▶ [Task details]: In the entries below, which lines run from the one containing "Target: hot dog" to the one containing "Would you mind marking the bread"? Copy exactly those lines, ends included, and no others.

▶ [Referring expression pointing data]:
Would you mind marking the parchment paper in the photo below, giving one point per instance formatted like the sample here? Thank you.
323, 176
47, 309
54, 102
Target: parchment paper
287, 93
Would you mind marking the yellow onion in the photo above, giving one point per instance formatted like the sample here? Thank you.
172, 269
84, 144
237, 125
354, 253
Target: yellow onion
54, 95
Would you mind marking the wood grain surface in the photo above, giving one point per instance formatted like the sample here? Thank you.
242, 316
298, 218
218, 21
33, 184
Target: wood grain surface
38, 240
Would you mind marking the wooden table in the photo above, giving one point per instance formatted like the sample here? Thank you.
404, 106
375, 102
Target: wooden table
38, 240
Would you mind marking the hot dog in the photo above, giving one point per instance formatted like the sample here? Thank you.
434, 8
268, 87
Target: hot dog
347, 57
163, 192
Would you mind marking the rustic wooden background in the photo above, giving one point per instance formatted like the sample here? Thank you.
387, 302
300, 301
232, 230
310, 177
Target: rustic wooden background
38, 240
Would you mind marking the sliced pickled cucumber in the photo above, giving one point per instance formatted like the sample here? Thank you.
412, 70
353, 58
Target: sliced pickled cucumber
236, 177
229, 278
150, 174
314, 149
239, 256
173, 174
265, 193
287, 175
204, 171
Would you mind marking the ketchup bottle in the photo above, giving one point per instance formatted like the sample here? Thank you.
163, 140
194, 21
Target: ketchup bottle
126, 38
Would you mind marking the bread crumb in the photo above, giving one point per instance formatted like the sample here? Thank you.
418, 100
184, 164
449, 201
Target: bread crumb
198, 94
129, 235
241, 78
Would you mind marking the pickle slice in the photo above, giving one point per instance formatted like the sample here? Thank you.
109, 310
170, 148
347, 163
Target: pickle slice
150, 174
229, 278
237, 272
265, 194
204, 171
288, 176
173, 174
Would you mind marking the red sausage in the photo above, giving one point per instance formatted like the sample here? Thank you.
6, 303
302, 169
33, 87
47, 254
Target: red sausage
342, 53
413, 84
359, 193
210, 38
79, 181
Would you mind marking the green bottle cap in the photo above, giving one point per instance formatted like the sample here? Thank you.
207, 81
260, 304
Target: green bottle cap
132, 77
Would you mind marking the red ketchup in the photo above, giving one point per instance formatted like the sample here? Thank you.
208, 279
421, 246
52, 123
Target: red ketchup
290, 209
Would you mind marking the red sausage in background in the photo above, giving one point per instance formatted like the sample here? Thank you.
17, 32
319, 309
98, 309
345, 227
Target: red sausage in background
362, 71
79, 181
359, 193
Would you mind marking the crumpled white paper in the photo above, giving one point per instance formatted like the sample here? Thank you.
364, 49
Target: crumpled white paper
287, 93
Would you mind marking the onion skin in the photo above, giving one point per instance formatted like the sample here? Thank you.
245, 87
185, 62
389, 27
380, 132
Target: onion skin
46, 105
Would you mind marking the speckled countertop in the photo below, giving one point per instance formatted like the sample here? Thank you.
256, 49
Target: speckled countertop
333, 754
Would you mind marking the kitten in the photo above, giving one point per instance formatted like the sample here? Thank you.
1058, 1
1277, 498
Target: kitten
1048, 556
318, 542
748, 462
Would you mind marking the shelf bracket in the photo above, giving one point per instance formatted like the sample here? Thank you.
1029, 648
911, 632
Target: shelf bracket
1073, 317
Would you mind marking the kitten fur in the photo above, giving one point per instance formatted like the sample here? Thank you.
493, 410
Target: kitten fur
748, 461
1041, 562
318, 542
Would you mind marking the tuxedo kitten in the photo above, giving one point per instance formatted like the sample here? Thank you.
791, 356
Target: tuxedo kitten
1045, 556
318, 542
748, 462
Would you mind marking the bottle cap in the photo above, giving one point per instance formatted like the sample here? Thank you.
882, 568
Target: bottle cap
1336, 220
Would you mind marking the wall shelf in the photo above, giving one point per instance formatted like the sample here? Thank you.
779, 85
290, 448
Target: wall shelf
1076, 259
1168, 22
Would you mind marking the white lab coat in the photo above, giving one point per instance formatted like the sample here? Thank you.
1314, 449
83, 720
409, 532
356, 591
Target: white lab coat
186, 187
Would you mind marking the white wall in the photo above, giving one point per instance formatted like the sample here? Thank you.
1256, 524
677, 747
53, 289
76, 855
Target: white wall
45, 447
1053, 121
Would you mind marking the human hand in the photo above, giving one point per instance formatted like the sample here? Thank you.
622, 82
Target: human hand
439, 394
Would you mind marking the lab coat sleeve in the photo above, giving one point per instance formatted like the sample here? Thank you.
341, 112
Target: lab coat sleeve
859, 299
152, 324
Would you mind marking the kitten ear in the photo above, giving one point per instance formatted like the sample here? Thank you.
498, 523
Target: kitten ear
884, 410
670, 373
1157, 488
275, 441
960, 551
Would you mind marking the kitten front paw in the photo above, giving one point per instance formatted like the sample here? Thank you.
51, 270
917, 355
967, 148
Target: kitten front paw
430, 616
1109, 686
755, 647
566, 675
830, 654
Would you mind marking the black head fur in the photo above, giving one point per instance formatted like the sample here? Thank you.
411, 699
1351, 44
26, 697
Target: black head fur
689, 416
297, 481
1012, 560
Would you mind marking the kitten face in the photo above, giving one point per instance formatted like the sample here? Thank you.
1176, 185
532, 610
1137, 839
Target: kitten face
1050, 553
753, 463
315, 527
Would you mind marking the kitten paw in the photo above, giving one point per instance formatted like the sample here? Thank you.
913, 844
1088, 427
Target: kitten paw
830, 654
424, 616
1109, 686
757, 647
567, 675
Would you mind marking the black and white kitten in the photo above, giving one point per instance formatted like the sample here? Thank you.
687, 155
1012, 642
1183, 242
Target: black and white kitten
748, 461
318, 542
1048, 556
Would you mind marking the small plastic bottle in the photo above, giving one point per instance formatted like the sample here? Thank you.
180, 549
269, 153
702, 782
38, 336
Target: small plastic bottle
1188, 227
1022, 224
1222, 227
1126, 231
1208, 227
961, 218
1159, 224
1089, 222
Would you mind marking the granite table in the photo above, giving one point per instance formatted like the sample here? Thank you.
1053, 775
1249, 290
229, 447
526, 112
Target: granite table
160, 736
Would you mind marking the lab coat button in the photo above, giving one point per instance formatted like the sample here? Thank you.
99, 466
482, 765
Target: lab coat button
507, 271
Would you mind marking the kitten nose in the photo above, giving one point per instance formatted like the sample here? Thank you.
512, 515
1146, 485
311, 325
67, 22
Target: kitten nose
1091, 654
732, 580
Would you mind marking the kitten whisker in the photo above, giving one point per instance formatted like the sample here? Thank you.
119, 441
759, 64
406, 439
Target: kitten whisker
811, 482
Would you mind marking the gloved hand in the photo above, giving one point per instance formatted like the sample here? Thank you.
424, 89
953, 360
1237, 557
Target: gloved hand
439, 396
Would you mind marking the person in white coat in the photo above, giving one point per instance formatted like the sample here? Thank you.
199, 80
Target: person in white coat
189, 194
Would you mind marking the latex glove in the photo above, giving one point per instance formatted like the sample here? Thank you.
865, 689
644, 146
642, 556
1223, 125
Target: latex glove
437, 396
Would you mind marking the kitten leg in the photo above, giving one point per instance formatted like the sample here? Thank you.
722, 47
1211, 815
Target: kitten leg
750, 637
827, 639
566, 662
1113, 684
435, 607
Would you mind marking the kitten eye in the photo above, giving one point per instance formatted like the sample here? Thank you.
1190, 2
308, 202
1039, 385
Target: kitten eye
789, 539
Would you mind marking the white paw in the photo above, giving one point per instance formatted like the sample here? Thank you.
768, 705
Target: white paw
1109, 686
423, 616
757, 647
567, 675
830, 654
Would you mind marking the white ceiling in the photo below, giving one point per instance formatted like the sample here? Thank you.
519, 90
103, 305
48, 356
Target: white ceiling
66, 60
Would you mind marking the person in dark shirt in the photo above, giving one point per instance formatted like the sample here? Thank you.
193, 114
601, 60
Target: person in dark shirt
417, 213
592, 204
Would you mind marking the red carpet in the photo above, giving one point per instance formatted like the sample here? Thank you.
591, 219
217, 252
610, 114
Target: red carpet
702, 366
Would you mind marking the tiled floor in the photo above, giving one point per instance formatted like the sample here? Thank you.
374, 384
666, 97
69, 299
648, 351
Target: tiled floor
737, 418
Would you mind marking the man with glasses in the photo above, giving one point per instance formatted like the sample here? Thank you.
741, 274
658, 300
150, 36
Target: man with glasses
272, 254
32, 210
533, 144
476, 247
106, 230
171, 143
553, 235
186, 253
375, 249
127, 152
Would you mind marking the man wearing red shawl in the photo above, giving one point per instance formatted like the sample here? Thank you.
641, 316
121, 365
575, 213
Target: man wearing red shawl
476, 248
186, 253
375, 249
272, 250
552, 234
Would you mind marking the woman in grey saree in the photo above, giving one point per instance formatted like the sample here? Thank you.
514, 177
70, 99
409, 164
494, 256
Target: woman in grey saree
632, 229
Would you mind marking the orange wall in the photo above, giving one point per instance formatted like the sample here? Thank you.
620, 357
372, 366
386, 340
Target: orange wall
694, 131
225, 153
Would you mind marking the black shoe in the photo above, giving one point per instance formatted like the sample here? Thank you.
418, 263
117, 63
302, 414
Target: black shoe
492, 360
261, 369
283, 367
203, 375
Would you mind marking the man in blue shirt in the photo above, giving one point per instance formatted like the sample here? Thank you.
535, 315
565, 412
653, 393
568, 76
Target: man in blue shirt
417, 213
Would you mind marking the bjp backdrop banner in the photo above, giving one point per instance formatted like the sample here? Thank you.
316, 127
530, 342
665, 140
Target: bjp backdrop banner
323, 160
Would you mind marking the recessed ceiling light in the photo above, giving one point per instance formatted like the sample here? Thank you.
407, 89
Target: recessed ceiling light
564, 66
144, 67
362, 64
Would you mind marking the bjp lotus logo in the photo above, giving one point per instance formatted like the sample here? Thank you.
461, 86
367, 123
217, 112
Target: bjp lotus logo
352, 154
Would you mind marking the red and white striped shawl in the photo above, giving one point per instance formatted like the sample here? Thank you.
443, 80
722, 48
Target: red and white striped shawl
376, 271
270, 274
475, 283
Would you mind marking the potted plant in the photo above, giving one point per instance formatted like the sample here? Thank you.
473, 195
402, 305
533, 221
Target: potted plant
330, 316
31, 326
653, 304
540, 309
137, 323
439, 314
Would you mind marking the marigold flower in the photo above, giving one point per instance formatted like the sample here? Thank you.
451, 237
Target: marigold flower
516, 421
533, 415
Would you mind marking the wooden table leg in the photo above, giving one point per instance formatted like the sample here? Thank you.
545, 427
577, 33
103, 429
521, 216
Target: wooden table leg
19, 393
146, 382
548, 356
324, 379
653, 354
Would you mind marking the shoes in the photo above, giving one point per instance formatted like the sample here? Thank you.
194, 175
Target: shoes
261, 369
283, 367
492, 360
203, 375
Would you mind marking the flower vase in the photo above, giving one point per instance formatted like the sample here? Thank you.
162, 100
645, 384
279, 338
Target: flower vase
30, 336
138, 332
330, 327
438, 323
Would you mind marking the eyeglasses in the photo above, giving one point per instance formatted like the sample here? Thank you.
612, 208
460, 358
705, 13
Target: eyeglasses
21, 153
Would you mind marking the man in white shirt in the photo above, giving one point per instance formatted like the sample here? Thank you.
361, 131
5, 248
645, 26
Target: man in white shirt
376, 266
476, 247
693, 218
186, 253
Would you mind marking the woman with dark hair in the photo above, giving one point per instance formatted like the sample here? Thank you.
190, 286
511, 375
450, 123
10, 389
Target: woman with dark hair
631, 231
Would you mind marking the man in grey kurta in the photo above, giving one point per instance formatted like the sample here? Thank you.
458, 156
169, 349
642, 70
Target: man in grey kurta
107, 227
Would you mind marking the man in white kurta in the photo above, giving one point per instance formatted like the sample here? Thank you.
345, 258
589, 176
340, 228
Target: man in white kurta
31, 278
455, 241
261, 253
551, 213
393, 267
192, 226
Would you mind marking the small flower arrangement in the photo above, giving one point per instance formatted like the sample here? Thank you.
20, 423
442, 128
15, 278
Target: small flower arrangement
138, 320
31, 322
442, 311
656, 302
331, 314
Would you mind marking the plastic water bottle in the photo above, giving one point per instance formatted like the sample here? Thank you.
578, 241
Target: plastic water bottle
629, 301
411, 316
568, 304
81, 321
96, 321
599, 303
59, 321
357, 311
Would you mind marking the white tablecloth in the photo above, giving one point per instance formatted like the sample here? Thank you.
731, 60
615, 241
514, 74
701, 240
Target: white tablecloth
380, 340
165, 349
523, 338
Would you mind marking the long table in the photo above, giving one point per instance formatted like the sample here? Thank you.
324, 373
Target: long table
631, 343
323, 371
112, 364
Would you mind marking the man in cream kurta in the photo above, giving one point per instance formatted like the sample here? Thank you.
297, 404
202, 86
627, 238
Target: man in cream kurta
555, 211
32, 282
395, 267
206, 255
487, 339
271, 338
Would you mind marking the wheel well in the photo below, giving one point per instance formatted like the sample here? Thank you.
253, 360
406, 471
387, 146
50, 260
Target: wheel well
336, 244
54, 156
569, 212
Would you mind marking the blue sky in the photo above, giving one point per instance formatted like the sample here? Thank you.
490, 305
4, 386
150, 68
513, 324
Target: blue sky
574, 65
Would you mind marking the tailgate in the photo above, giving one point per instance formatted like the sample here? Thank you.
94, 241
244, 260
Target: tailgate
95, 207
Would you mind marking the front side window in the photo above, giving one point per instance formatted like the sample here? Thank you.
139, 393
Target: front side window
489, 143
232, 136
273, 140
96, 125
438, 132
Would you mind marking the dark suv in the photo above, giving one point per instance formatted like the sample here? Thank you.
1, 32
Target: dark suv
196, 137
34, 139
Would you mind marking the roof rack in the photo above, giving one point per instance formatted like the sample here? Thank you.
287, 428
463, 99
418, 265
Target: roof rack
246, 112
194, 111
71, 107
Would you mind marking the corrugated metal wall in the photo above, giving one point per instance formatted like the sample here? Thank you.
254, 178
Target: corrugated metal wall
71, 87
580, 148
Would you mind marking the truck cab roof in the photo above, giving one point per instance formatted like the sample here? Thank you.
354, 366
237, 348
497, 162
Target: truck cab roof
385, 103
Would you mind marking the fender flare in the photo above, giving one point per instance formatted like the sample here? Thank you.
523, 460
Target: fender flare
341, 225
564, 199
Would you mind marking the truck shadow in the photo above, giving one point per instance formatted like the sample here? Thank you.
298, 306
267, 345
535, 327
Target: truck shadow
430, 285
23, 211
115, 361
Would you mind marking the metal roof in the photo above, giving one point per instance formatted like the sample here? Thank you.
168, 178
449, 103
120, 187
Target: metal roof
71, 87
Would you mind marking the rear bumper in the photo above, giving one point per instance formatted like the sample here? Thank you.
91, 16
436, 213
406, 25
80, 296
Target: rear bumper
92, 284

▶ [Solution for this problem]:
Target: hot dog
347, 57
163, 192
Would you mind marking the rustic wooden background in the photo above, giving one point per instance formatted like the sample here? Thank you.
387, 302
300, 301
232, 230
310, 177
Target: rustic wooden background
38, 240
Would you mind marking the sliced pickled cucumber in the photo above, giving one point per instance formatted like the sample here? Thank you.
412, 70
353, 58
Target: sliced pickled cucumber
236, 177
229, 278
150, 174
314, 149
239, 256
173, 174
265, 193
287, 175
204, 171
Would you mind marking the ketchup bottle in the photo above, giving one point per instance formatted like the sample here? Thank you.
163, 140
194, 21
Target: ketchup bottle
126, 38
Would you mind marking the bread crumb in the photo above, giving one point per instance formatted like the sample here? Thank you.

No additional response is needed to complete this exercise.